From pip install --help:
-t, --target <dir> Install packages into <dir>. By
default this will not replace
existing files/folders in <dir>. Use
--upgrade to replace existing
packages in <dir> with new versions.
I'd recommend not following pip's design here, as --target has some undesirable behaviours (it doesn't properly support uninstalls and upgrades, for example, even though the docs suggest it's OK). The use case is important to support, but I'd design a solution from scratch rather than simply taking pip's approach.
In particular, pip's choice of where to put binaries, scripts and include files is essentially arbitrary and may not be the best approach.
[^1]: I should say that it may be that uv can cleanly support uninstalls and upgrades, and that the weirdness in pip is because of how pip works internally.
I'd like to add that a key application of this is to enable the building of standalone zipapps that contain all of their dependencies. I have some workflows that use pip at the moment for this, and they would be massively accelerated if uv supported -t.
Added a thumbs up. I am also currently using -t from pip and would love to use uv for that use case instead!
I'd recommend not following pip's design here, as
--targethas some undesirable behaviours (it doesn't properly support uninstalls and upgrades, for example, even though the docs suggest it's OK). The use case is important to support, but I'd design a solution from scratch rather than simply taking pip's approach.In particular, pip's choice of where to put binaries, scripts and include files is essentially arbitrary and may not be the best approach.
As mentioned by other people, -t is mainly used in a very controlled way that does not expect uninstalls or upgrades. Like in vendoring tools (example) and build systems for Zip Apps. Or, In my case, for an in-house build system.
Creating another solution from scratch is OK, but then UV should call itself "Opinionated replacement for pip" rather than drop-in replacement.
As mentioned by other people,
-tis mainly used in a very controlled way that does not expect uninstalls or upgrades.
That doesn't match with our experience on pip, where we have had a number of requests for better support for upgrades, etc. Another issue is https://github.com/pypa/pip/issues/10110, which seems to revolve around people incrementally adding to a directory populated using -t.
But if uv is willing to only support the case where the directory specified in -t is empty, then yes, this is fine.

________

▸ EXERCISE SET:
a. In the discussion of pip's --target option, what key application of supporting -t does one commenter name?
b. Reproduce the part of the pip --target discussion from "I'd like to" to "use case instead!".

▸ DATASET SECTION:

________

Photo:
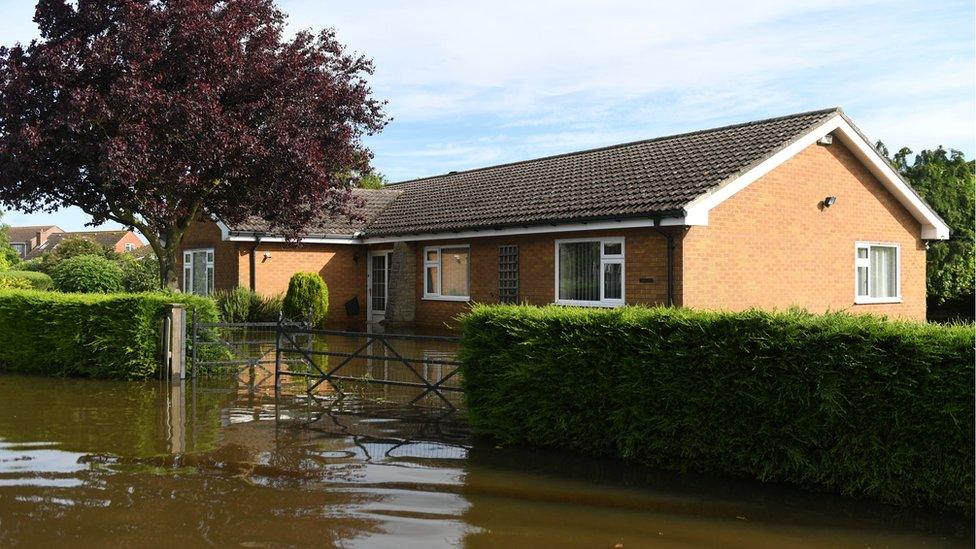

________

▸ TASK-BY-TASK RESULTS:
a. Building standalone zipapps that contain all of their dependencies.

b.
I'd like to add that a key application of this is to enable the building of standalone zipapps that contain all of their dependencies. I have some workflows that use pip at the moment for this, and they would be massively accelerated if uv supported -t.
Added a thumbs up. I am also currently using -t from pip and would love to use uv for that use case instead!